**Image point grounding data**
-------------------------

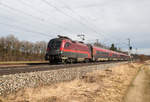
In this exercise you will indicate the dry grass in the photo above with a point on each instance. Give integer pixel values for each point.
(99, 86)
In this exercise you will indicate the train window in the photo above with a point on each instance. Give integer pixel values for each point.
(54, 43)
(67, 45)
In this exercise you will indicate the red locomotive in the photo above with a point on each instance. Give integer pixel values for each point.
(65, 50)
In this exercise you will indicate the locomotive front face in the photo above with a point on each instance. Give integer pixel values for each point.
(53, 49)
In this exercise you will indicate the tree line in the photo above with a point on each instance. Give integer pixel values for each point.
(12, 49)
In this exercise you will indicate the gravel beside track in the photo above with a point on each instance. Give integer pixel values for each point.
(16, 78)
(33, 68)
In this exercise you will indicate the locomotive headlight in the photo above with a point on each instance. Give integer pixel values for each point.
(61, 52)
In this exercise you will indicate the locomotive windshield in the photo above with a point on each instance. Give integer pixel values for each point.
(55, 44)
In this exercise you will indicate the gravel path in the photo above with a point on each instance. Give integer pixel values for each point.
(14, 82)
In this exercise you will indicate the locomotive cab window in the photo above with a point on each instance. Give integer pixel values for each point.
(55, 43)
(67, 45)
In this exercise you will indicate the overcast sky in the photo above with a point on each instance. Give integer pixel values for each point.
(110, 21)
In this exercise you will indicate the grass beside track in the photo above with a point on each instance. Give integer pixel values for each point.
(21, 62)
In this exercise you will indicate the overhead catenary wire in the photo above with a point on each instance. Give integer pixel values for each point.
(81, 17)
(26, 30)
(61, 11)
(37, 18)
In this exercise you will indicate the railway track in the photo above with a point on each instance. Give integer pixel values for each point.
(44, 67)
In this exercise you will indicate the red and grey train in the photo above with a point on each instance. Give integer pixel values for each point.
(65, 50)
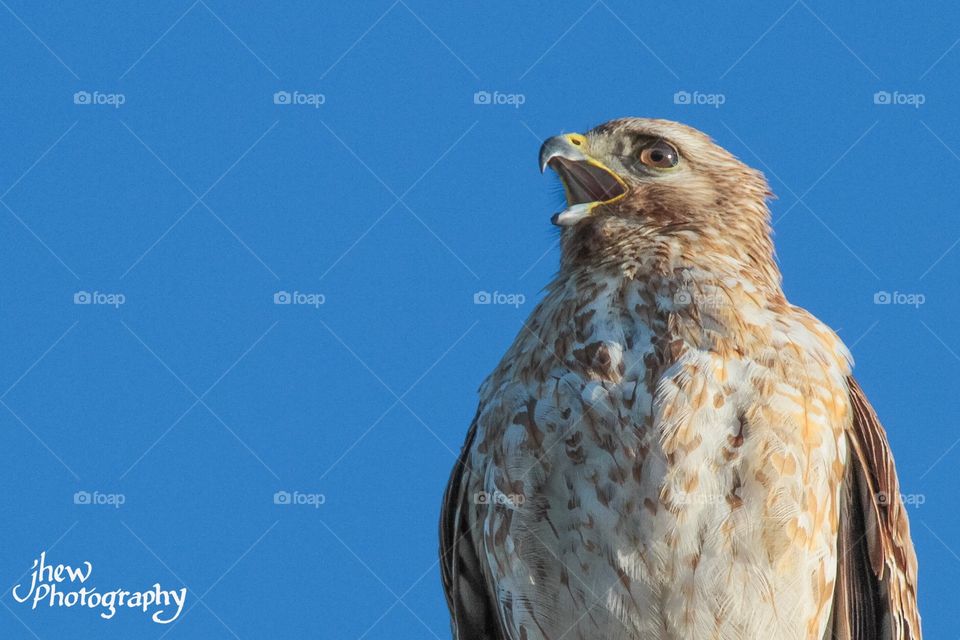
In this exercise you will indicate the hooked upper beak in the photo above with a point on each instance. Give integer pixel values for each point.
(587, 182)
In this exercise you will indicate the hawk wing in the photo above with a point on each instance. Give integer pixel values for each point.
(876, 593)
(471, 608)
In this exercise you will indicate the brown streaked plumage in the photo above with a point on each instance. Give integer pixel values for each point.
(670, 449)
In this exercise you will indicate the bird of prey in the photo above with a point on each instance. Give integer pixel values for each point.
(670, 449)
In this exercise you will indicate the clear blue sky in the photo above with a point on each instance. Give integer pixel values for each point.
(144, 156)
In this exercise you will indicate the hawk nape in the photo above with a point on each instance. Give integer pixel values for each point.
(670, 449)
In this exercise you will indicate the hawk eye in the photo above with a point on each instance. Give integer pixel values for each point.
(660, 155)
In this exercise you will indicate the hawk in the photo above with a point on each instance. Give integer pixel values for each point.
(670, 449)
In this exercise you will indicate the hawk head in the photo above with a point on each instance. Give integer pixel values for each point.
(659, 185)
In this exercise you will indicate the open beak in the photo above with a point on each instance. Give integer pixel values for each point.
(586, 181)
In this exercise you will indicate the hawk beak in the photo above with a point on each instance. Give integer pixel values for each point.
(587, 182)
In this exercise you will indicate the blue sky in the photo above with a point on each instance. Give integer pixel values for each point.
(181, 164)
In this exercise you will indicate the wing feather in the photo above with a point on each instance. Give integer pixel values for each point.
(876, 594)
(468, 597)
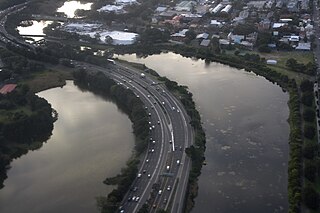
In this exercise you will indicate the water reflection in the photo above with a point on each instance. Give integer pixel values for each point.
(247, 134)
(91, 140)
(34, 28)
(69, 8)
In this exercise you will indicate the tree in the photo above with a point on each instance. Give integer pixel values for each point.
(309, 115)
(307, 98)
(291, 63)
(311, 197)
(310, 170)
(309, 131)
(306, 85)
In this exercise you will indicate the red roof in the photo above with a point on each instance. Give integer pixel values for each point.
(7, 88)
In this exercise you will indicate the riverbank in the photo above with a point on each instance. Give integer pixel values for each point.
(55, 76)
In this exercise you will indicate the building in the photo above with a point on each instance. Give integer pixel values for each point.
(205, 42)
(7, 88)
(185, 6)
(216, 9)
(227, 9)
(272, 62)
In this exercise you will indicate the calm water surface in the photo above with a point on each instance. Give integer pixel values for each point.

-------------------------

**EXERCISE AIM**
Output all of the records word for word, and keep the pictures out of the copy.

**RESPONSE TO THIS EXERCISE**
In this exercise you will indicate the dry grass in the photo above with a point on each instance. Give integer pixel values for each point.
(99, 86)
In this exercise you will indicate the train window in the photo above with a point on each instance. Give integer pixel values for each point.
(54, 43)
(67, 45)
In this exercise you will indicate the red locomotive in the photo above with a point on each instance. Give integer pixel values for each point.
(65, 50)
In this exercise you will indicate the locomotive front face in the photo above with a point on each instance. Give integer pixel values for each point.
(53, 49)
In this exercise you will indicate the tree line in the photo above with a point on each instance. Give integer pixel values for each point.
(12, 49)
In this exercise you will indicate the gravel beside track in the photo above with a point on each instance. Give integer pixel values for each point.
(16, 78)
(33, 68)
In this exercise you will indicate the locomotive headlight in the photo above with a point on each instance. Give integer pixel values for each point.
(61, 52)
In this exercise you will indicate the locomotive windshield in the photo above with a point on each instance. Give integer pixel values for each point.
(55, 44)
In this exercise you will indicate the gravel path in the photo above with a point on each instance. Give integer pixel values for each point.
(14, 82)
In this exercise you will indicate the locomotive cab window in the photo above with a point on each instance. Give integer pixel values for each point.
(55, 43)
(67, 45)
In this exercise you will indicate the overcast sky in the photo above with a point on each instance. Give integer pixel values for each point.
(110, 21)
In this exercise you will indicate the grass beside track in the photo above with a point on each instance. Give integer pixel values for each point.
(21, 62)
In this exercise you will indicate the overhead catenary wire in the photo above with a point on each instance. Give integer pixel values for each point.
(81, 17)
(26, 30)
(61, 11)
(37, 18)
In this exercise you will indicate the railway track in the photo above with a point on each instance. Give integer pixel values for each point.
(44, 67)
In this exercise you will indicate the red and grey train in the photo above with a point on each instance. Give integer pixel values for each point.
(65, 50)
In this exercise you will indicate the hooked upper beak in the photo above with a point on each instance. Give integer pixel values for each point.
(587, 182)
In this exercise you will indicate the hawk wing in the photo above with a point on each instance. Give integer pixel values for each point.
(876, 593)
(471, 608)
In this exercise you will indicate the brown streaked plumage in the photo above with a point on each instance. Give integer pixel values for each point.
(670, 449)
In this exercise you will indicate the bird of prey in the photo above with a point on each instance. Give integer pixel values for each point.
(670, 449)
In this exercise you will indicate the clear blue sky in the photo above with a point on each instance. Give integer pixel values for each point.
(144, 156)
In this exercise you will indicate the hawk nape in the photo above with a point on each instance. Give integer pixel values for each point.
(670, 449)
In this exercise you will indicate the hawk eye in the photo above with a point on each instance. Give integer pixel values for each point.
(660, 155)
In this exercise you will indicate the hawk in the photo above with a point on each instance. Give integer pixel values for each point.
(670, 449)
In this exercise you will indicate the hawk head in the photo above with a point on each instance. Give integer pixel values for each point.
(659, 185)
In this exercise you will indicate the open beak in the photo above with a point on each instance. Give integer pixel values for each point.
(586, 181)
In this exercise you will indicate the hawk beak in the photo above with a point on each instance. Give integer pixel values for each point.
(587, 182)
In this exercise you will indicate the blue sky in the photo above with a point on each instance. Give integer pixel values for each point.
(181, 164)
In this exercise you will indicate the wing feather in the photo above with a point on each instance. Give integer pixel values for each point.
(876, 594)
(468, 597)
In this exercise you will indicate the water reflection in the photo above with a point on each instance. Give integer pixel values for each point.
(247, 134)
(91, 140)
(34, 28)
(69, 8)
In this exercise you will indicate the tree in the photo above with a point on each instance. Give integer pixel values for each point.
(309, 115)
(307, 98)
(291, 63)
(311, 197)
(310, 170)
(309, 131)
(306, 85)
In this exercise you will indicate the red roof in the photo above with a point on each instance. Give integer pixel values for each point.
(7, 88)
In this exercise you will indicate the riverbank in the photo above with a point on each instance. Give integer pixel values for each point.
(55, 76)
In this exercise you will indicate the building in the photo above with a point on each instance. Give integer pixel values for each point.
(205, 42)
(7, 88)
(185, 6)
(216, 9)
(227, 9)
(272, 62)
In this exercise you will indicate the calm water surface in the photo above with a point on each instance. Give integer pixel values for each point.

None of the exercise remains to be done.